EXERCISE »
Recast every one of the lines below as a Markdown table with two columns, Row and Line. Number each row and omit any blank lines.

— start —

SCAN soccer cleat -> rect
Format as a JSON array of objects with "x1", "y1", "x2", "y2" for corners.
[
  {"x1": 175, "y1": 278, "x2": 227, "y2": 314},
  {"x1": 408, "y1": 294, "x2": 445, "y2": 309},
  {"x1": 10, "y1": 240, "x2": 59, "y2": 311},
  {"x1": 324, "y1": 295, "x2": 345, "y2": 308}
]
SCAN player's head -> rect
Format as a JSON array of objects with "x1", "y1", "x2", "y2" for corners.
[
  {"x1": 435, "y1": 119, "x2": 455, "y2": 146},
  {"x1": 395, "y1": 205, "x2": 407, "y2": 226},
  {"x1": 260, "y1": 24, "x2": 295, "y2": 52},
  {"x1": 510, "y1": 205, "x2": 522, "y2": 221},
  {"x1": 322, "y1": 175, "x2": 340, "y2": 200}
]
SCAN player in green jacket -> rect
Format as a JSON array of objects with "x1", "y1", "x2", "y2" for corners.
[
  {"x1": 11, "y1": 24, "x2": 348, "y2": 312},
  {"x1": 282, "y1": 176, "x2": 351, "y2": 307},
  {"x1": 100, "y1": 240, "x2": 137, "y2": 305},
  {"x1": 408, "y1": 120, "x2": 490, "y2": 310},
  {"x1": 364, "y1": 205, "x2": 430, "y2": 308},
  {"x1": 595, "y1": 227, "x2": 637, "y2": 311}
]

— end —

TASK ANSWER »
| Row | Line |
|---|---|
| 1 | SCAN soccer cleat -> rect |
| 2 | Format as a JSON array of objects with "x1", "y1", "x2", "y2" for corners. |
| 3 | [ |
| 4 |   {"x1": 175, "y1": 278, "x2": 227, "y2": 314}, |
| 5 |   {"x1": 408, "y1": 294, "x2": 445, "y2": 309}, |
| 6 |   {"x1": 10, "y1": 240, "x2": 59, "y2": 311}, |
| 7 |   {"x1": 324, "y1": 295, "x2": 345, "y2": 308} |
| 8 | ] |
| 9 | SCAN player's head -> rect |
| 10 | Format as a JSON array of objects with "x1", "y1", "x2", "y2" for corners. |
| 11 | [ |
| 12 |   {"x1": 435, "y1": 119, "x2": 455, "y2": 146}, |
| 13 |   {"x1": 395, "y1": 205, "x2": 407, "y2": 226}, |
| 14 |   {"x1": 260, "y1": 24, "x2": 295, "y2": 52}, |
| 15 |   {"x1": 510, "y1": 205, "x2": 522, "y2": 221}, |
| 16 |   {"x1": 322, "y1": 175, "x2": 340, "y2": 200} |
| 17 | ] |
| 18 | SCAN player in green jacket -> rect |
| 19 | Format as a JSON array of objects with "x1", "y1", "x2", "y2" for corners. |
| 20 | [ |
| 21 |   {"x1": 11, "y1": 24, "x2": 348, "y2": 312}, |
| 22 |   {"x1": 282, "y1": 176, "x2": 351, "y2": 307}, |
| 23 |   {"x1": 100, "y1": 240, "x2": 137, "y2": 305}, |
| 24 |   {"x1": 408, "y1": 120, "x2": 490, "y2": 310}, |
| 25 |   {"x1": 364, "y1": 205, "x2": 430, "y2": 308}, |
| 26 |   {"x1": 595, "y1": 227, "x2": 637, "y2": 311} |
| 27 | ] |